(Dataset entries)

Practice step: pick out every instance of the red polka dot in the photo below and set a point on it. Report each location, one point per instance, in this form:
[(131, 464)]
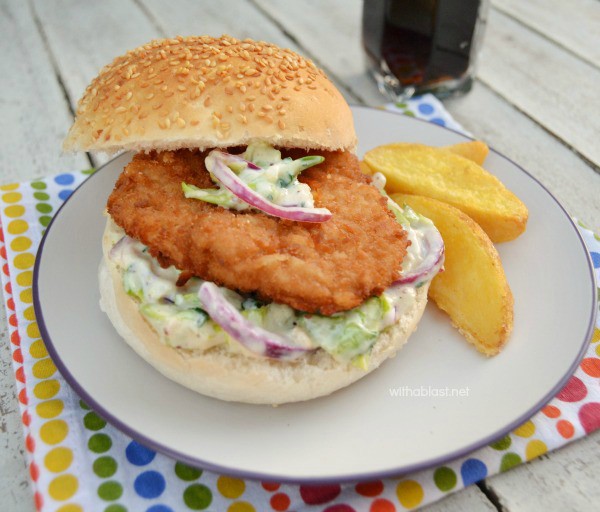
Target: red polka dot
[(34, 471), (551, 411), (369, 489), (318, 494), (39, 501), (18, 356), (280, 502), (30, 443), (565, 428), (574, 391), (589, 416), (591, 366), (382, 505)]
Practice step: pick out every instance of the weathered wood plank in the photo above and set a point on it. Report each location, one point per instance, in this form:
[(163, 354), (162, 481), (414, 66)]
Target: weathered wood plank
[(574, 24), (35, 114), (546, 82), (569, 179), (330, 32), (564, 480)]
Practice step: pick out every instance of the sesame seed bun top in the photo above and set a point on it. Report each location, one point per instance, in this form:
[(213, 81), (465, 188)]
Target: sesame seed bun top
[(205, 92)]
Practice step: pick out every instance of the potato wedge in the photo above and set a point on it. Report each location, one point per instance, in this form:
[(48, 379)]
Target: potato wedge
[(441, 174), (475, 150), (472, 289)]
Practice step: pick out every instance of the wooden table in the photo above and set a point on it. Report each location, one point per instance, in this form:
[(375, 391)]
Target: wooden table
[(536, 99)]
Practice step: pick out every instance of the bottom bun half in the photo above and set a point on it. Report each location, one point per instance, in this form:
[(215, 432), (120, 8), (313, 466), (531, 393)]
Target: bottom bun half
[(234, 376)]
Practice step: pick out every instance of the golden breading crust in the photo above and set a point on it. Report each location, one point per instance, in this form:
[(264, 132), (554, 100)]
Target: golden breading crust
[(319, 268)]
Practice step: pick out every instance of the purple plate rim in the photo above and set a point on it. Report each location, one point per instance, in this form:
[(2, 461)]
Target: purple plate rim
[(263, 476)]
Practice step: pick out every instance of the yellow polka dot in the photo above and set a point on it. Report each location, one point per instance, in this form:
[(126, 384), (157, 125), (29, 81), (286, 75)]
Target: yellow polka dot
[(70, 507), (231, 487), (26, 296), (63, 487), (410, 493), (24, 261), (33, 330), (16, 227), (21, 243), (38, 350), (58, 459), (535, 448), (241, 506), (44, 368), (16, 210), (50, 409), (12, 197), (54, 431), (47, 389), (525, 430), (25, 278)]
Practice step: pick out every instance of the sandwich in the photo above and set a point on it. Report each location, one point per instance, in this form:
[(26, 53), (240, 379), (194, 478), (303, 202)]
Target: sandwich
[(245, 256)]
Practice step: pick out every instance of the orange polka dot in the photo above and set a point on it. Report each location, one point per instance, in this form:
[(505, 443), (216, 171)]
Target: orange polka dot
[(565, 428), (369, 489), (382, 505), (280, 502), (551, 411), (591, 366)]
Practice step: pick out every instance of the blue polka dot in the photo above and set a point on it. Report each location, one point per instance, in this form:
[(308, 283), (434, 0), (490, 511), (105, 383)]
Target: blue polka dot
[(150, 484), (425, 108), (159, 508), (138, 454), (473, 470), (63, 194), (64, 179)]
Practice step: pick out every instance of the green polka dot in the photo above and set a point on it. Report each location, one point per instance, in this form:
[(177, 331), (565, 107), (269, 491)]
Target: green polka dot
[(187, 473), (43, 208), (197, 497), (105, 467), (110, 491), (93, 422), (509, 460), (115, 507), (444, 478), (502, 444), (99, 443)]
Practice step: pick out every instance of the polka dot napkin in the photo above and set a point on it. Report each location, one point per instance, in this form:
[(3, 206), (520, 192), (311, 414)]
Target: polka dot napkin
[(79, 462)]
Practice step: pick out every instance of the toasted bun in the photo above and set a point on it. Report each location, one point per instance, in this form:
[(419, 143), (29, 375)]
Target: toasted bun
[(205, 92), (237, 377)]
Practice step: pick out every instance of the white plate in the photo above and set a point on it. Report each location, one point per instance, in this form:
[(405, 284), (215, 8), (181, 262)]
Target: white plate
[(362, 431)]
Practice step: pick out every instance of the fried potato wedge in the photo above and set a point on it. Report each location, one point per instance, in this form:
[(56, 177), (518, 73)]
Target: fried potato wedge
[(441, 174), (474, 150), (472, 289)]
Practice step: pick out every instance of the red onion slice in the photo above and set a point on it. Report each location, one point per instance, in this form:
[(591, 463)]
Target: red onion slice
[(433, 260), (215, 163), (254, 338)]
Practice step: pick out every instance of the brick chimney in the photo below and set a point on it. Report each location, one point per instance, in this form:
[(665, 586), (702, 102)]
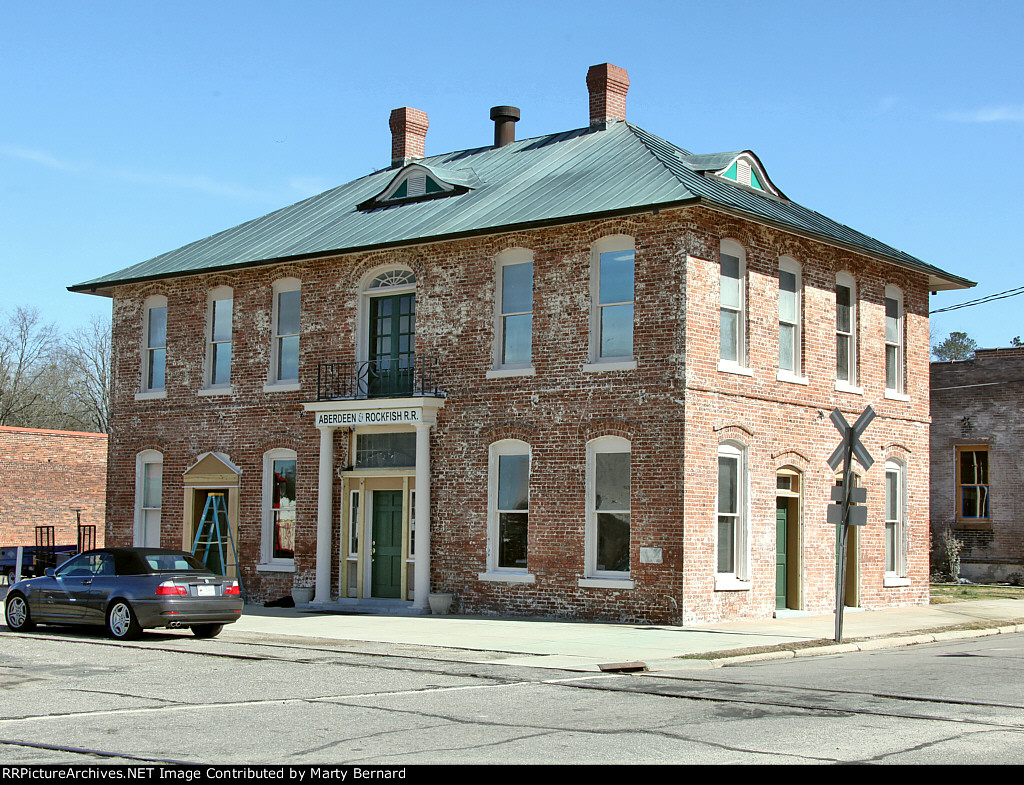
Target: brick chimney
[(608, 85), (409, 135)]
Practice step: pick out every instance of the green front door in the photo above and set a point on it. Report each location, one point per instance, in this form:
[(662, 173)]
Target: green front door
[(392, 350), (781, 526), (386, 557)]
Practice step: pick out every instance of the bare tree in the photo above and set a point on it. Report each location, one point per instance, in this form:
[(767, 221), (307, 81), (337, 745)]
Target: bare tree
[(87, 358), (28, 351)]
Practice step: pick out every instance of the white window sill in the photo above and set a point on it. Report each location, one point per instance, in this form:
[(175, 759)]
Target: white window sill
[(599, 365), (282, 387), (893, 395), (275, 567), (847, 387), (606, 583), (726, 582), (508, 577), (728, 366), (505, 373), (788, 376)]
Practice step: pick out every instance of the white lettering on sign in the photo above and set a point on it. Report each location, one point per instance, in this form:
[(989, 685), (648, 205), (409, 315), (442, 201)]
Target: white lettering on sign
[(369, 417)]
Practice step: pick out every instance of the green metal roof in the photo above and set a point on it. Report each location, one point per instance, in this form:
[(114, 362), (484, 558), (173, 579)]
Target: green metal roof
[(558, 178)]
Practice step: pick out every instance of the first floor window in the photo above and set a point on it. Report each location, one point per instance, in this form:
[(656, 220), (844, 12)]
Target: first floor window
[(972, 482), (280, 506), (608, 507), (510, 505), (731, 512), (894, 518), (148, 494)]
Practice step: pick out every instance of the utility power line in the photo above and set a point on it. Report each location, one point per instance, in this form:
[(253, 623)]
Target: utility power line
[(982, 300)]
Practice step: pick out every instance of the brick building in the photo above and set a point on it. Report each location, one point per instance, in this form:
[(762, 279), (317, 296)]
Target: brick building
[(45, 474), (584, 375), (977, 443)]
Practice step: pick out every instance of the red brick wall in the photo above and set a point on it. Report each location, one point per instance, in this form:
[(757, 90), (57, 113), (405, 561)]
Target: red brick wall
[(978, 403), (675, 407), (46, 473)]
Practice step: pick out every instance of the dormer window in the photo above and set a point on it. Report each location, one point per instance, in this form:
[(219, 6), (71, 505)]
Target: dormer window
[(743, 171), (418, 182)]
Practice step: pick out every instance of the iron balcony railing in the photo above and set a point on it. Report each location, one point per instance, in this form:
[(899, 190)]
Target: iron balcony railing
[(385, 378)]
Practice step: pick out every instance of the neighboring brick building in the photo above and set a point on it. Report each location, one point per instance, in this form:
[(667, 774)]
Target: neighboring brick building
[(611, 401), (977, 464), (44, 475)]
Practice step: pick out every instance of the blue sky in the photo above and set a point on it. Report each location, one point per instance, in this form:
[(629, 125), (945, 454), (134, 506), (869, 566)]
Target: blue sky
[(132, 128)]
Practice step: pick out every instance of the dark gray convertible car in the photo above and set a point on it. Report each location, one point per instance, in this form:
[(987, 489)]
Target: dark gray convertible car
[(127, 590)]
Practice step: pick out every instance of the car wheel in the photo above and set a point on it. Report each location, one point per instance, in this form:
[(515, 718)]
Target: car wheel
[(18, 616), (121, 621), (207, 630)]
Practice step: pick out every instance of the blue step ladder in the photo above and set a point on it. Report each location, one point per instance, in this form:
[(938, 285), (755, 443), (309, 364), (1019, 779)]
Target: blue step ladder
[(212, 537)]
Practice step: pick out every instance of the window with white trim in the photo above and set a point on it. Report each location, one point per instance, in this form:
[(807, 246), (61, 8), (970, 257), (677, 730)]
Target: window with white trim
[(732, 324), (612, 268), (895, 519), (894, 339), (732, 519), (514, 311), (218, 353), (285, 351), (846, 330), (790, 311), (279, 507), (509, 506), (155, 344), (608, 508), (148, 498)]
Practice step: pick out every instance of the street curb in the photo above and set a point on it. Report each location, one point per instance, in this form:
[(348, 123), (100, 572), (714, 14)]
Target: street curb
[(869, 644)]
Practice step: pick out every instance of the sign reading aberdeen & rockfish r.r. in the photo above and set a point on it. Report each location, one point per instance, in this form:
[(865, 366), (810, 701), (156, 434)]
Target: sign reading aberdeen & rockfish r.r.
[(369, 417)]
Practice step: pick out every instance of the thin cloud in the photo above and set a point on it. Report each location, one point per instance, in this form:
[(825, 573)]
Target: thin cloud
[(159, 179), (987, 115)]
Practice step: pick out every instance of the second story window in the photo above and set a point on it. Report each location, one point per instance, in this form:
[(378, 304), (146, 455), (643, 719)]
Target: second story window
[(219, 350), (285, 353), (612, 261), (155, 359), (732, 296), (894, 340), (846, 331), (788, 316), (514, 328)]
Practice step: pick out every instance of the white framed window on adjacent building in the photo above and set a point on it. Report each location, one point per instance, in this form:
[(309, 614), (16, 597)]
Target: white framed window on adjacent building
[(608, 528), (732, 535), (219, 318), (148, 498), (513, 313), (896, 534), (285, 342), (790, 320), (846, 333), (894, 341), (611, 297), (154, 347), (732, 307), (279, 529), (508, 512)]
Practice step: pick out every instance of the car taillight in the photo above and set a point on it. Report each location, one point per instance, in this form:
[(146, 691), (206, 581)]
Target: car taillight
[(170, 589)]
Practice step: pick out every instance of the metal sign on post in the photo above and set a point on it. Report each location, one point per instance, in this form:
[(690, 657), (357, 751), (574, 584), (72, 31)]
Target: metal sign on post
[(845, 514)]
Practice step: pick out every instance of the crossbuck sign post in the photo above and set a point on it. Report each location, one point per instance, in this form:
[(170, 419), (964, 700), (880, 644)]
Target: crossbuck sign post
[(844, 514)]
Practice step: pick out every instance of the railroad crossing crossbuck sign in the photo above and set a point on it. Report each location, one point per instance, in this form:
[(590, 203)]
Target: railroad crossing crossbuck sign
[(851, 510)]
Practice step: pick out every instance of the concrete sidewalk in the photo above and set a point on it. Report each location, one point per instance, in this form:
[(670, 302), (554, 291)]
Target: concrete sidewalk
[(589, 646)]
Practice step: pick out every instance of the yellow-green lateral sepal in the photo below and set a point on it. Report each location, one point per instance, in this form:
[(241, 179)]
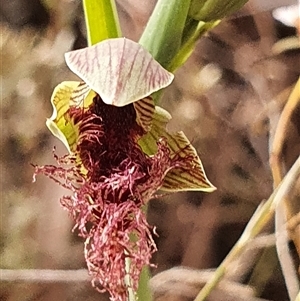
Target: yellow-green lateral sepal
[(190, 175), (59, 123)]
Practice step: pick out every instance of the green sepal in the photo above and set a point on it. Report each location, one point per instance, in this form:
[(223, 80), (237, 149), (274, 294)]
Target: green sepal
[(59, 124)]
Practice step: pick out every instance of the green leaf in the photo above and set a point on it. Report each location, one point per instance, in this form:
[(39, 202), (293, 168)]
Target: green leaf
[(190, 175), (102, 20), (163, 34), (213, 10), (197, 30), (119, 70)]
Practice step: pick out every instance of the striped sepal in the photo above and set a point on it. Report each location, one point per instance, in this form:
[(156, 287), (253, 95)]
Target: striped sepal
[(58, 123), (189, 173), (144, 112), (119, 70)]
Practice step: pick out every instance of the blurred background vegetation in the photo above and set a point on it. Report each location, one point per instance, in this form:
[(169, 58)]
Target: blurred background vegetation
[(227, 99)]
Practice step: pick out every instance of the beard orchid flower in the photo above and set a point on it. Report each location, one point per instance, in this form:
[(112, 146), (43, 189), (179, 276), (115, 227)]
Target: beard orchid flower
[(120, 154)]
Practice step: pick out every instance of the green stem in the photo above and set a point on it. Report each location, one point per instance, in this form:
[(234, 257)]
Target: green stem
[(101, 20), (259, 219)]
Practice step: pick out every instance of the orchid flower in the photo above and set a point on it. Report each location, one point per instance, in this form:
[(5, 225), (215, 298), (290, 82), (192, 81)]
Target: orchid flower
[(120, 154)]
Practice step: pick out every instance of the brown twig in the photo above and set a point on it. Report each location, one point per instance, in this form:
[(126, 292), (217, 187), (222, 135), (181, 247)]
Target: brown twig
[(36, 275)]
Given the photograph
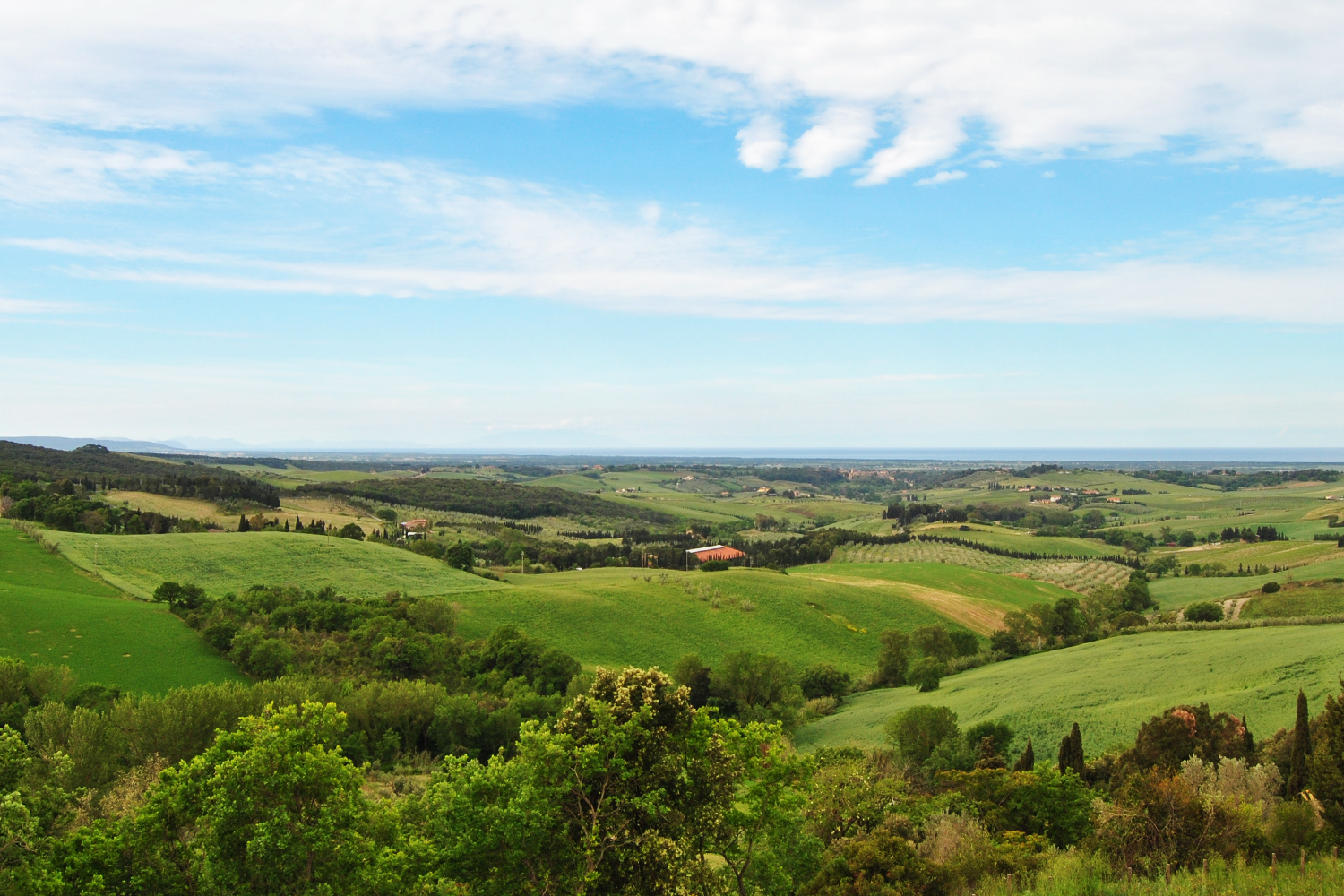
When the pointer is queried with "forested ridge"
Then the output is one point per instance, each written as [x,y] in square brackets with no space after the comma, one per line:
[97,468]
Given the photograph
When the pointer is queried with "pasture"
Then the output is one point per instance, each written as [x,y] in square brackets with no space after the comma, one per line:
[226,562]
[1314,599]
[1110,686]
[50,613]
[1075,575]
[617,616]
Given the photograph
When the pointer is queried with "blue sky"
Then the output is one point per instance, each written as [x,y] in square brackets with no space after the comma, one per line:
[749,225]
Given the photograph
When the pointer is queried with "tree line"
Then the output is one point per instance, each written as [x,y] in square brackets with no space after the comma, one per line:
[629,788]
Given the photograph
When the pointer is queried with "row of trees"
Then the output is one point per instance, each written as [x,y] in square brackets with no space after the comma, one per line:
[633,788]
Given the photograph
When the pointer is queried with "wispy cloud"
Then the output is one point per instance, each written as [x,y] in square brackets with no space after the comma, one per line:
[941,177]
[1039,80]
[414,230]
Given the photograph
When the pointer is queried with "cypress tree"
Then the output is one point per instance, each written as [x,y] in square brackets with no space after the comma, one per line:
[1075,742]
[1301,745]
[1072,753]
[1027,761]
[989,756]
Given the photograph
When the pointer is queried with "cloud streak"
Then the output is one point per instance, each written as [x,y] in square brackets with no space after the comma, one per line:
[1236,80]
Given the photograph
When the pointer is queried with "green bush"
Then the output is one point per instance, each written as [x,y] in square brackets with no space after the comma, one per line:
[918,731]
[1204,611]
[824,680]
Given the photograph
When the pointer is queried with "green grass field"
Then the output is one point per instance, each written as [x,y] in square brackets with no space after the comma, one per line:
[233,562]
[50,613]
[1077,575]
[1110,686]
[1309,600]
[605,616]
[1176,592]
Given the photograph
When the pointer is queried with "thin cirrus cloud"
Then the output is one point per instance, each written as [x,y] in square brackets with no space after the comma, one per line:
[484,237]
[1228,81]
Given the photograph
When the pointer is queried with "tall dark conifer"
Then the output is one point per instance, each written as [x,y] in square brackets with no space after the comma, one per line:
[1027,761]
[1301,745]
[1075,745]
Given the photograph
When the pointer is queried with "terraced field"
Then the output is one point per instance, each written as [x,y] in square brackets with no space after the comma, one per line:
[1110,686]
[1075,575]
[233,562]
[50,613]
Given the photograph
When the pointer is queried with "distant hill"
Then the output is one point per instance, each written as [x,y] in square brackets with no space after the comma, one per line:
[64,444]
[97,468]
[488,498]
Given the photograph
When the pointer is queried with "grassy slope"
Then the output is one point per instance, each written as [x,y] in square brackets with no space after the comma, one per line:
[1176,592]
[1023,540]
[1004,592]
[51,613]
[604,616]
[233,562]
[1297,602]
[1113,685]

▶ _Aim of the exercise_: Return every line above that contains the word "field".

▶ _Answer to the problem_:
When the pointer is queried with "green grass field"
When the pointer is queried with "terraced field"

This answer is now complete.